The exercise:
Put each line of the data below into a JSON list of strings, one string per line, with blank lines dropped. Leave out the images.

Raw data:
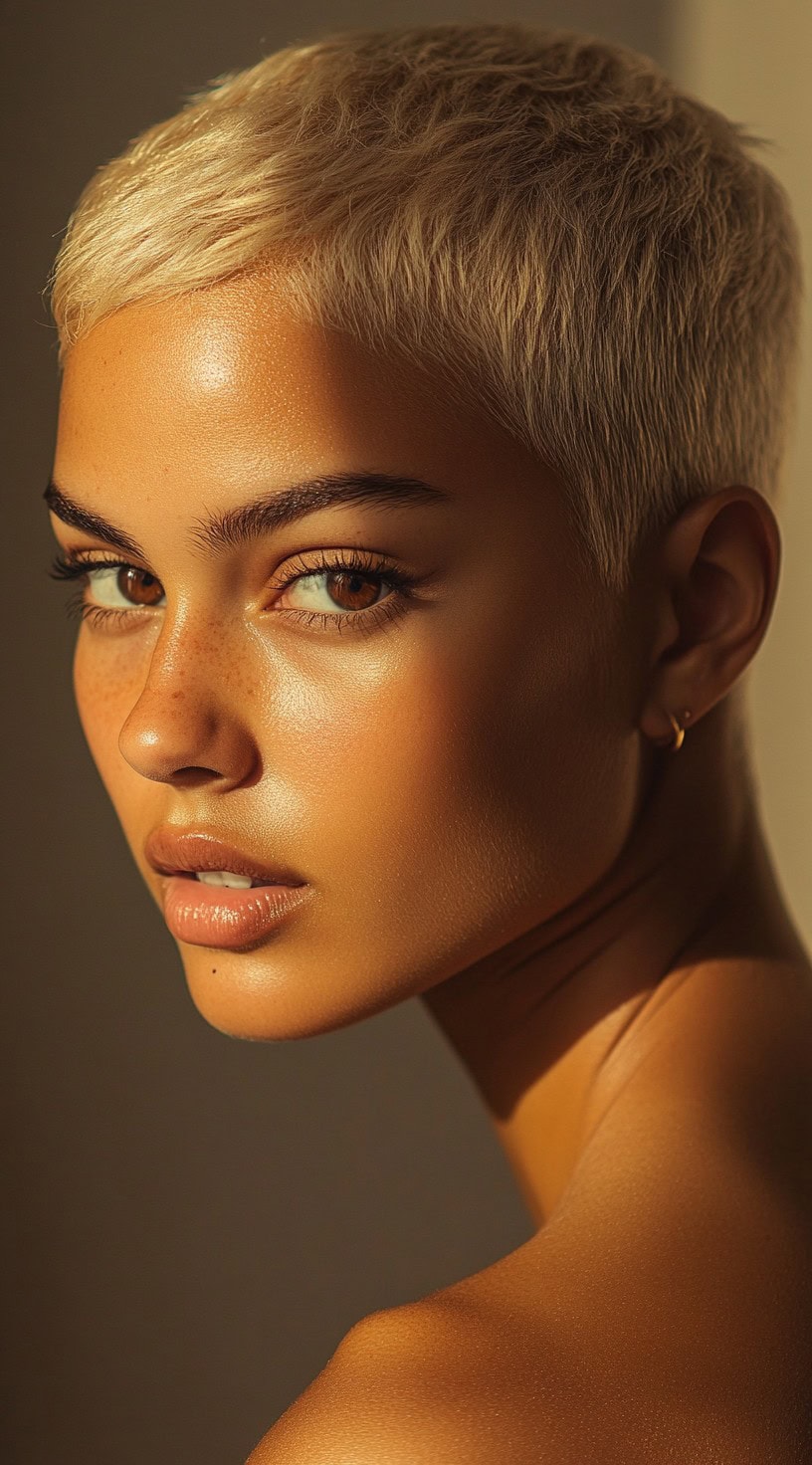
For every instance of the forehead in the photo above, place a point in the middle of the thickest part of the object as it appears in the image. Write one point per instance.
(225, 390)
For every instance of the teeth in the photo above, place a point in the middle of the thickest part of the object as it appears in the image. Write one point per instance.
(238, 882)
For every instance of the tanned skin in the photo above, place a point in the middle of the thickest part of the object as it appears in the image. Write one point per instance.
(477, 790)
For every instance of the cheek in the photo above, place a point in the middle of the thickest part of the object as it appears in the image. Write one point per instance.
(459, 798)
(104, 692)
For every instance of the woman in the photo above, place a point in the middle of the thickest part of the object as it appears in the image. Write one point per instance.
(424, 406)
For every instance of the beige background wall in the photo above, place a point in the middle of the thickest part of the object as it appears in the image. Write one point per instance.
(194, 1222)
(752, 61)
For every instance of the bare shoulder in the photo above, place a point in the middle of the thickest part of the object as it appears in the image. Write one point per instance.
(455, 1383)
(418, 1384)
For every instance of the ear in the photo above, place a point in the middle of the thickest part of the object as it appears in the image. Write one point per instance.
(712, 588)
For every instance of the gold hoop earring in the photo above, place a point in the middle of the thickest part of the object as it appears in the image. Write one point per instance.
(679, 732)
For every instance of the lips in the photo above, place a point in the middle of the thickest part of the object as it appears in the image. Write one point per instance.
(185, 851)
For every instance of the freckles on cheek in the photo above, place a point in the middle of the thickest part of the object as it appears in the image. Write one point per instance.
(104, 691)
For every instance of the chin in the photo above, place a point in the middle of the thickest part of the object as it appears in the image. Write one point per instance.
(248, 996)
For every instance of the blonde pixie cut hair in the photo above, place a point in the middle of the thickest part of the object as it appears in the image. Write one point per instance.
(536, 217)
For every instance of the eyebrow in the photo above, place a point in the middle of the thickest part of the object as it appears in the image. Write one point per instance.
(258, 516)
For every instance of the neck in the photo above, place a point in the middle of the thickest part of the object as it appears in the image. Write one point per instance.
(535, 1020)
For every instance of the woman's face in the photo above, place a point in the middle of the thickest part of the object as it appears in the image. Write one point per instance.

The output:
[
  "For every instance of the forehead in the photo above, place a point in the middle of the thickest part of the object as it appears in the image. Write one point per instance.",
  "(225, 390)",
  "For every instance of the teeth in the photo above, place a point in the middle of the thickest part of the object as it appears in the image. Write one point per instance.",
  "(238, 882)",
  "For every instance of the tanned skin in the photo above, place a point in the middle of the thickest part of the object as it appears in the image. Write one point per instance.",
  "(477, 790)",
  "For every instance of the cheek in the photo above, place a point in the middle of the thickest part of the object as it appears in the image. Write one point per instance.",
  "(459, 798)",
  "(104, 692)",
  "For every instance of the woman in the photo above, place a point in the middle of the thickest part of the object as it appears in the image. Write one point per instance.",
  "(424, 406)",
  "For every instance of the beige background wall in the photo above, place a point in the middle of the thickest part of the object as it appears in the image. Write one point per instance.",
  "(194, 1222)",
  "(752, 61)",
  "For every instance of the bare shoulder in the photo above, place a point in the middle of the thickest part of the object as it appears in the image. Write one point per instance.",
  "(455, 1383)",
  "(418, 1384)",
  "For every instance of the ear in the photo above, place a point in the middle of the thickest part of the object as it appears in the image. Write one point per instance.",
  "(712, 588)",
  "For every instance of the gold hoop earring in the photo above, place a point in the middle of the thickest part of the object as it appears in the image. Write one point per instance.",
  "(679, 732)",
  "For every instance of the lips in the photo above, place a point in the middle of the thickest part of the object as it appears in the image. Write one point per instance.",
  "(185, 851)",
  "For every instance of the freckles on cheek in the photo above, place a point in the middle of the thickest part of the object as it appears in the image. Write one point per instance.",
  "(104, 691)",
  "For every instance of the chin in the photo above, place a point in the middle of the thickest part of the object as it appears in the image. Write one point per instance.",
  "(248, 996)",
  "For every instance of the blonde pixie cut hair in the photo above, place a point in the middle of the thickest part of the object as it appears in the image. Write one point per instance.",
  "(536, 217)",
  "For every instance of the eyebrow in the photo above, place a point in the middle of the thickest part of the object as it appears in the image. Write one point per instance.",
  "(258, 516)",
  "For every instance of the neck in the photo above, place a point in the middle of the thickest part of the object as it appears in the image. Write one point per instance.",
  "(535, 1020)",
  "For every instance of the woman's face in the photo above, place a point in the middle of the thickest part of the object as it appears in the image. Write one point per instance."
]